Aufgabenstellungen >>
a - Erläutern Sie anhand des folgenden Textausschnitts, weshalb noch am selben Tag widersprochen wurde.
b - Beantworten Sie zum folgenden Textausschnitt diese Fragen:
(i) Welchen Betrag nennt der Beitrag für das 14-tägige Testabo?
(ii) Um welchen Zeitraum verlängert sich das Testabo, wenn kein Widerspruch erfolgt?
(iii) Welches Beispiel nennt der AGB-Auszug dafür, dass der Nutzer die Leistungen selbst veranlasst hat?

# streitfrage mit der prebyte media gmbh



## maintown12 (8 April 2009)

hallo zusammen!


ich habe mich vor jahren mal bei der seite flirt fever, deren betreiber die prebyte media gmbh ist, angemeldet, die kostenpflichtige nachrichtenfunktion jedoch nicht aktiviert, bis vor ca. 4 wochen =).

mir war klar (auch wenn es vielleicht nicht unbedingt sofort ersichtlich ist) das sich das 14 tägige testabo für 1,99 bei nicht widerspruch um 3 monate verlängert. hab mich nur ganz kurz eingeloggt um meine 300 nachrichtien zu checken (jaja das ego^^) dummerweise waren 95% davon bereits vom system gelöscht da fake/spam die restlichen paar kamen mir sehr strange vor, mit irgendwelche handynr. klang für mich alles sehr nach standartmails. also hab ich noch am selben tag widersprochen.


das problem dabei ist, das die prebyte media gmbh (betreiber von ff) mein widerspruch nicht anerkennt, da

Auszug der AGBs
11.3 Das Widerrufsrecht des Nutzers erlischt vorzeitig, wenn die Prebyte Media GmbH mit der Ausführung der Leistungen mit ausdrücklicher Zustimmung des Nutzers vor Ende der Widerrufsfrist begonnen hat, oder der Nutzer diese selbst veranlasst hat (z.B. durch Download etc.).

Bereitgestelltes Material >>
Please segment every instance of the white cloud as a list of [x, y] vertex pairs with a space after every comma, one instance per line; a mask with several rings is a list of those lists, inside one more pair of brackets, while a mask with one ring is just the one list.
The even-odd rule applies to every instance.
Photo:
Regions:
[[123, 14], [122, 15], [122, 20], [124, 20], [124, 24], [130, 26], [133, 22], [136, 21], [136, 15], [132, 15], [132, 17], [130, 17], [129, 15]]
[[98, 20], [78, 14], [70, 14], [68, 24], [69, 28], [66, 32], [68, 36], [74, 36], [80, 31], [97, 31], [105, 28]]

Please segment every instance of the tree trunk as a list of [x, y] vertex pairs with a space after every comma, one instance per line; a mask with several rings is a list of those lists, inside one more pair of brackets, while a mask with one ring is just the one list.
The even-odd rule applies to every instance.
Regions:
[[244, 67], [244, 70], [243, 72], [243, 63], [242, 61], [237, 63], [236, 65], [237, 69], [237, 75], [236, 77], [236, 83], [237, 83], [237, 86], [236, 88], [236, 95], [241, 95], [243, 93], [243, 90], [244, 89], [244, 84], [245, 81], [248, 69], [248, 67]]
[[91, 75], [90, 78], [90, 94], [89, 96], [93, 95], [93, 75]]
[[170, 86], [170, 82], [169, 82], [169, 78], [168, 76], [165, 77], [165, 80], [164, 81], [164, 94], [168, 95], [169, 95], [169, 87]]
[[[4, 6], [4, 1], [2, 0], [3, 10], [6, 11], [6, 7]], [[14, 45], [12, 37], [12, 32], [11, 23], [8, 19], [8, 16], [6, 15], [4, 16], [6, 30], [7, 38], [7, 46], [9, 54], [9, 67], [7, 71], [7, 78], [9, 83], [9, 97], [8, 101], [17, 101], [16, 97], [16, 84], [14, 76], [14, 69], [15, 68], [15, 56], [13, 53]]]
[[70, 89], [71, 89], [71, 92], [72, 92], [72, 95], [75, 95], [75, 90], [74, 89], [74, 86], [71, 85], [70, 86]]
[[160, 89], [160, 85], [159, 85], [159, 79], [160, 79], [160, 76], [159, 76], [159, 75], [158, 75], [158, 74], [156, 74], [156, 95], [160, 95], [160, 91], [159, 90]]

Antworten je Aufgabe >>
a - Etwa 95 % der Nachrichten waren bereits vom System als Fake oder Spam gelöscht worden. Die wenigen übrigen wirkten sehr merkwürdig, enthielten irgendwelche Handynummern und klangen nach Standardmails. Deshalb wurde noch am selben Tag widersprochen.

b -
(i) 1,99
(ii) Um 3 Monate.
(iii) Einen Download.